Generic Collector Appendix 2: Using Character-Delimited Data

Table Of ContentsIT Service Vision Help


PURPOSE:

The CHARDELIM option of the GENERIC collector extends IT Service Vision support to virtually any non-binary, flat-file type data logs as long as the data can be reformatted into a standard character-delimited format.

This allows programmers who are not familiar with SAS to use whatever tools they like to format logged systems data and process it into an IT Service Vision PDB. It also allows quick on-site additions of data sources that are not already supported by IT Service Vision.

DATA FORMAT:

  1. Flat (non-binary) source, default maximum record length 8192 bytes.

  2. The first line should contain a delimiter-separated list of variable names. If the variable names in the first line do not match the variable names in the IT Service Vision PDB data dictionary then they must match the variable's external name.

    If the first line of the input file does not contain a list of variable names, the variable names can be supplied through macro variables.  See the section on Macro Variables later in this appendix for more information.
  3. Delimiters must follow the rules for the DELIMITER= option of the SAS INFILE statement. See SAS Language, Reference Version 6 for more information.

  4. You must suply a timestamp for each data record. You may either suply the timestamp as a single variable called DATETIME or EXTDTM, or as two variables called DATE and TIME. Although the variable names must be DATETIME or DATE and TIME, you must set the external name of these variables in the IT Service Vision data dictionary to match your raw data.  If you use the EXTDTM variable to provide the timestamp, you must set the external name of the DATETIME variable to be EXTDTM.  If your raw data uses "datetime" or "date" and "time" then you can leave the external names blank. You must also set the variable's INFORMAT specifications in the data dictionary to match the format of your raw data. See the SAS Language documentation for your current version of SAS for more information on acceptible informats. You can change the informat property of a variable interactively by selecting: Manage Tables -> right mouse click on a table -> List Variables -> right mouse click on a variable -> Properties -> Advanced -> Informat. You can also change the informat using the %CPDDUTL macro.

* **Complete the following**:
**a)** Answer these questions about the character-delimited data appendix:
(i) What is the default maximum record length for the flat source?
(ii) What should the first line of the input contain?
(iii) The rules for which option of which SAS statement must the delimiters follow?
**b)** Write the next part of the character-delimited data appendix, starting right after its last sentence.

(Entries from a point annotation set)
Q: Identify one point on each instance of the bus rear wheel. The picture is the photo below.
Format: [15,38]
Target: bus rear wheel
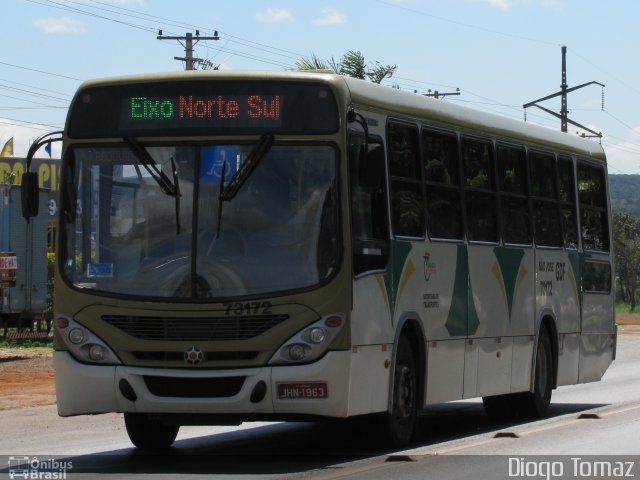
[536,404]
[401,422]
[149,434]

* **Results for each task**:
**a)**
(i) 8192 bytes.
(ii) A delimiter-separated list of variable names.
(iii) The DELIMITER= option of the SAS INFILE statement.

**b)**
  5. If your raw data is formatted as something other than simple numeric or strings values, then you must set the variable's INFORMAT in the data dictionary. For example if your raw data specifies a cpu busy value as 75.6%, then you will need to set INFORMAT to "PERCENT.".

  6. If a string variable contains a delimiter character, then the string must be included in double quotes ("). Otherwise enclosing strings in double quotes is optional.

  7. Two consecutive delimiter characters indicates a missing value.

  8. If your table contains interval data (as opposed to event data), you may want to include a variable called DURATION to indicate the length of the interval. (If you do not supply a value for DURATION, it will be calculated for you by using successive DATETIME values only if you have at least one variable with an interpretation type of C2RATE or D2RATE.).

CONTROLLING THE BEHAVIOUR OF THE CHARACTER DELIMITED COLLECTOR:

Macro Variables

By default, the first line of the file should contain the field names, and the data should follow on the second line.  The logical record length should not exceed 16384  bytes (16K).  However, there are situations where there may be extra non-data lines before or after the header, or the record length may exceed 16384 bytes.  By setting specific macro variables prior to running %CPPROCES, the character-delimited collector can read this data.  The macro variables are as follows:

Variable name Default Value Description
CDCLRECL 16384 Record Length
CDCHSKIP 0 Number of lines to skip in order to read the header record.
CDCDSKIP 0 Number of lines to skip AFTER the header record, in order to read the first line of data.
CDCIFLDS _blank_ Space separated list of variables contained in the input file in order that they appear in the input data.
CSDELIM _blank_ The charcter or characters delimiting the incoming data.  This variable is used in conjunction with the user exits to override the value supplied on the CPPROCES macro invocation.
CDCFOBS 0 Number of the first line of input data.  This variable is used with the macro variable CDCIFLDS for the special case when the input data does not contain a header.
CPUSEVEW _blank_ Set to NO to force CPPROCES to stage the data into a SAS data set instead of utilizing a SAS data set view.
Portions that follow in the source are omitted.